─── Textauszug ───

3. These: "Bis zum 20. Trächtigkeitstag war das Verhalten zu 100% ein Zeichen der Scheinträchtigkeit."

4. These: "Ab dem 21. Trächtigkeitstag war das Verhalten zu 100% kein Indiz für Scheinträchtigkeit."

5. These: "65,7% der Scheinträchtigkeiten zeigten sich am 17. und 18. Trächtigkeitstag."

6. These: "52,9% der Nicht-Scheinträchtigkeit zeigte sich am 23. Trächtigkeitstag."

 

Wir waren anfangs überrascht, da sich relativ schnell herausstellte, dass der 18. Tag immer zur Scheinträchtigkeit führte, im Gegensatz der 22. Tag immer zum Wurftermin. Dies setzte sich auch bis zum Ende fort. Mit nur 2 Erfassungen am 19. und einer Erfassung am 20. Trächtigkeitstag ist die Aussagekräftigkeit jedoch noch mit Zweifel behaftet. Dass es keinen einzigen Tag gab, der sowohl eine Scheinträchtigkeit als auch ein Wurf zur Folge hatte, hat uns aber doch überrascht.

 

Insgesamt mussten 11 Eindeckungen mit dem Scheinträchtigkeitsverhalten beim Verhalten als auch bei der Gesamtanzahl gestrichen werden, weil es nachfolgend zu größeren Gesundheitsproblemen und in zwei Fällen leider zum Tod der Häsin vor dem Wurftermin kam. In einem weiteren Fall hatte die Häsin am 24. Tag die Haare gerupft und am 25. Tag zu früh und nicht lebensfähige Föten geworfen. In 6 Fällen baute immer dieselbe Häsin im Alter von mehr als 6 Jahren am 26. bzw. 27. Trächtigkeitstag ein völliges Nest, es kam jedoch zu keinem Wurf. Diese Häsin hatte aber auch bis zu ihrem Lebensende überhaupt nicht mehr geworfen und dürfte bereits unfruchtbar gewesen sein.

 

Wir unterteilen das Zuchtjahr auch in drei Phasen. Hauptsaison (Dezember bis März), Zwischensaison (Oktober und November sowie April und Mai) und Nebensaison (Juni bis September). Nicht alle Züchter haben von Anfang an das Deckmonat erfasst, darum ist die Aussagekraft auch nicht voll gegeben. Aber 974 Würfe sind mit Deckdatum notiert, das entspricht 77 Prozent. Die vier Hauptsaisons-Monate in der Reihenfolge Dezember, Februar, März und Jänner umfassten knapp 60% der gesamten Eindeckungen.

7. These: "In den Monaten mit vielen Eindeckungen zeigen vor allem der Dezember, aber auch der Jänner überproportional viele Scheinträchtigkeiten."

─── Aufgeführte Einträge ───

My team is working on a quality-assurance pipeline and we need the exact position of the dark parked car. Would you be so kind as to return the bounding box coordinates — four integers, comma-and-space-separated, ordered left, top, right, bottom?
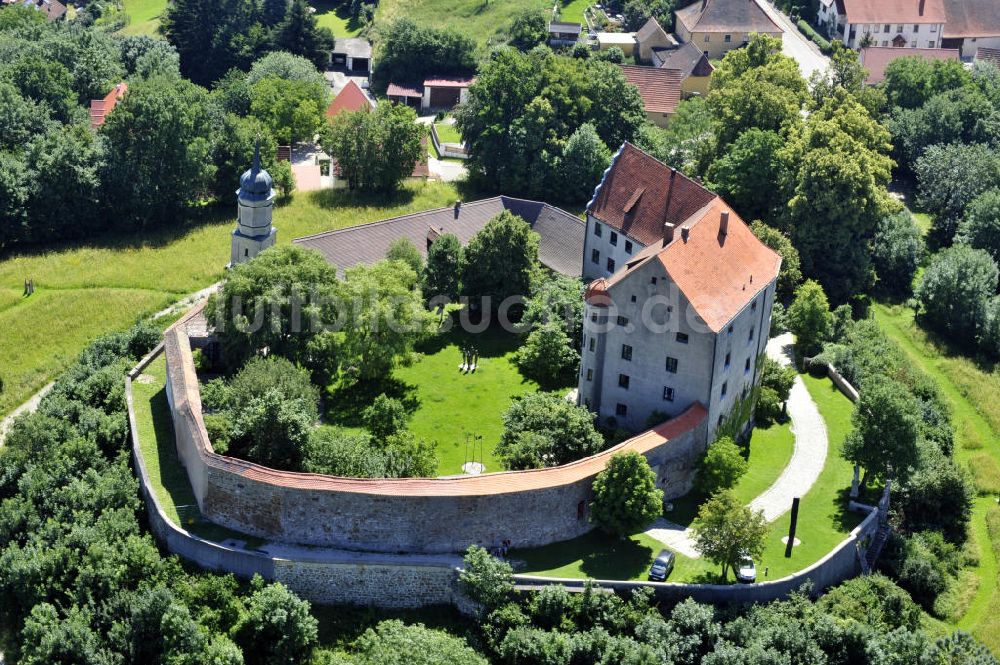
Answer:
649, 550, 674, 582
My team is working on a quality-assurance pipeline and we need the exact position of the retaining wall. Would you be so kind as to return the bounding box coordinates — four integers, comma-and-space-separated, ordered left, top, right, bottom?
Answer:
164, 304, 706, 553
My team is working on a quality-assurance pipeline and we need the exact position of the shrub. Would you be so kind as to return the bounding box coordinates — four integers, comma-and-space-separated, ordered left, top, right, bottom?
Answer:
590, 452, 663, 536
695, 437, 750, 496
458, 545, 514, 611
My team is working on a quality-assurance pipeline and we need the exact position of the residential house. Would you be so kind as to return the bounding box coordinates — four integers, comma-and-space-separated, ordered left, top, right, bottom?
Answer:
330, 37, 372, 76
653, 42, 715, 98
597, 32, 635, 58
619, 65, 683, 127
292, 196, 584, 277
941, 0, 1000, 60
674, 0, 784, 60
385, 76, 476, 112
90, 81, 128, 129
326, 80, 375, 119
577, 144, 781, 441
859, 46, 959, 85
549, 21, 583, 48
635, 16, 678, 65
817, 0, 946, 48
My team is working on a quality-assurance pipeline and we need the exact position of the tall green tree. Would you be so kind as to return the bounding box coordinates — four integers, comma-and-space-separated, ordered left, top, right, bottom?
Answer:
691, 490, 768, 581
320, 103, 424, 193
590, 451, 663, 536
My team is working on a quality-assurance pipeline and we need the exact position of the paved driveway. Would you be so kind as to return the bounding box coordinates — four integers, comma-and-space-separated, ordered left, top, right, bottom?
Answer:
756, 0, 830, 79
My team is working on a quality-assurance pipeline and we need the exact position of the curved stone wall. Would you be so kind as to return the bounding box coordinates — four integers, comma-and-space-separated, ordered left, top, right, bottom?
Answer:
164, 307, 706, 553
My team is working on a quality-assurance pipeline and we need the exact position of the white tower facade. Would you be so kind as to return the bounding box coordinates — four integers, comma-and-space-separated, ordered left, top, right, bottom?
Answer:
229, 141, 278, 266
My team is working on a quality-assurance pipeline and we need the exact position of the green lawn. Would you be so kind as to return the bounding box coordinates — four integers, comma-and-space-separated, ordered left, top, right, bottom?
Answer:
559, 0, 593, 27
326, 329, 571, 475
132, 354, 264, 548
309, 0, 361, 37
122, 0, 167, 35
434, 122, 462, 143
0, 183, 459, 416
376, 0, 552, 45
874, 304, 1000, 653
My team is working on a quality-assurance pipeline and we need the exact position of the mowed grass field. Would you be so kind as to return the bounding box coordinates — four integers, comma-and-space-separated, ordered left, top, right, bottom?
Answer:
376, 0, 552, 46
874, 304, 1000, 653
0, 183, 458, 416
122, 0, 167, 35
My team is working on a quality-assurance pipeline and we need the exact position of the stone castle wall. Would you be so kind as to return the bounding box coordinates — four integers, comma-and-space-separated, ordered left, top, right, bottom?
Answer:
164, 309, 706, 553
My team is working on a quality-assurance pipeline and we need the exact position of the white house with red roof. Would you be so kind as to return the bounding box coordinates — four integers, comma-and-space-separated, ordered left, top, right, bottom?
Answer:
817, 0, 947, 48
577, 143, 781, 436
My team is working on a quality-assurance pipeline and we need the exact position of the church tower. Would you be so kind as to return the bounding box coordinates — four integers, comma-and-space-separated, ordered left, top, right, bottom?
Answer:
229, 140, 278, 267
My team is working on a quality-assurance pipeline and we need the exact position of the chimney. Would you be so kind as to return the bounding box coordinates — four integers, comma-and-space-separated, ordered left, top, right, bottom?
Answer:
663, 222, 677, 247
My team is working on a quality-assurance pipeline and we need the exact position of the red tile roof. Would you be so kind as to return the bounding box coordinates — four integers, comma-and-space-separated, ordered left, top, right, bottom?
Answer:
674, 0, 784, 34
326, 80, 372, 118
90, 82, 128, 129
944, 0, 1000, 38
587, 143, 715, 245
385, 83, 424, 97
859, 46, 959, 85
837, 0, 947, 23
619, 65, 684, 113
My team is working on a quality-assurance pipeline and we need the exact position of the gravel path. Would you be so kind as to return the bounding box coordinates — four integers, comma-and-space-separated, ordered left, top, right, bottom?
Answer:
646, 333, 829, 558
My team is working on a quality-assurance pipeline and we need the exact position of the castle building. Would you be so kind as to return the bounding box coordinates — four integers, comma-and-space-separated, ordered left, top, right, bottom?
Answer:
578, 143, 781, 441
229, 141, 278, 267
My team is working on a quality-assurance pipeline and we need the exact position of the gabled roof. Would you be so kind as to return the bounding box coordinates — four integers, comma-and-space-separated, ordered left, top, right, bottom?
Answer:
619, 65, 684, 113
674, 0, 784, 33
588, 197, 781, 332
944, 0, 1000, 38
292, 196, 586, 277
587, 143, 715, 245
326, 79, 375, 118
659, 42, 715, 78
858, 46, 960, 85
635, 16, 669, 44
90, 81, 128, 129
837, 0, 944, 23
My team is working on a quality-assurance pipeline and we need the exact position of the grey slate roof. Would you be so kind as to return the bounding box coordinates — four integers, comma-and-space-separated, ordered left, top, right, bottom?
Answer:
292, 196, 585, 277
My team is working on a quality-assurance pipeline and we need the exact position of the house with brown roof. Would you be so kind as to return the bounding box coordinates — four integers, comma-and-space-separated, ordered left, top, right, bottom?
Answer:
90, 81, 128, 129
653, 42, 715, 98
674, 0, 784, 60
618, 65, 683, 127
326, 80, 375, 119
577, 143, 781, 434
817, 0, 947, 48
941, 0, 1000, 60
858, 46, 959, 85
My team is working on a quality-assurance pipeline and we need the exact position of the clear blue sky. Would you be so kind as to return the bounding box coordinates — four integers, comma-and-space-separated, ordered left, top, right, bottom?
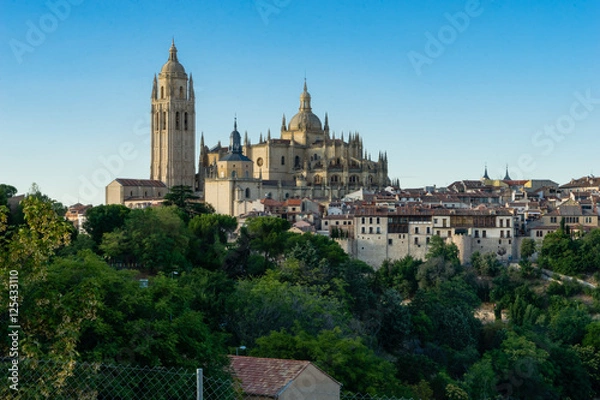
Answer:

───

__Aufgabe 1__
Nenne alle Phasen, in die das Zuchtjahr im Text über Scheinträchtigkeit bei Häsinnen eingeteilt wird, jeweils mit den Monaten, die dazugehören.
__Aufgabe 2__
Schreibe den Text über Scheinträchtigkeit bei Häsinnen im Anschluss an die 7. These weiter.
Die Einträge stammen aus einer anderen Quelle als der Textauszug.

__Antwort 1__
- Hauptsaison: Dezember bis März
- Zwischensaison: Oktober und November sowie April und Mai
- Nebensaison: Juni bis September

__Antwort 2__
In den Phasen der Zwischensaison waren knapp 30% der Eindeckungen zu verzeichnen. Vor allem im April und November sowie mit größerem Abstand im Mai und Oktober waren diese Eindeckungen. Es ergab aber keine signifikante Aussage für Scheinträchtigkeiten.

 

In der Nebensaison, mit etwas mehr als 10% an Eindeckungen, führte vor allem die Hitzephase zu höheren Scheinträchtigkeiten.

8. These: "Im Sommer führte vor allem das Deckdatum Juli zu erhöhten Scheinträchtigkeiten. Insgesamt war der Juli prozentuell an den Eindeckungen der drittwahrscheinlichste Monat nach Dezember und Jänner."

 

Eine der Aussagen die man im Zusammenhang mit Scheinträchtigkeit mehrfach hört, dass sie im Frühjahr "von Natur aus" scheinträchtig werden, kann in einem Zuchtrhythmus überhaupt nicht bestätigt werden. In Haltungen ohne Zucht kann dies natürlich stimmen.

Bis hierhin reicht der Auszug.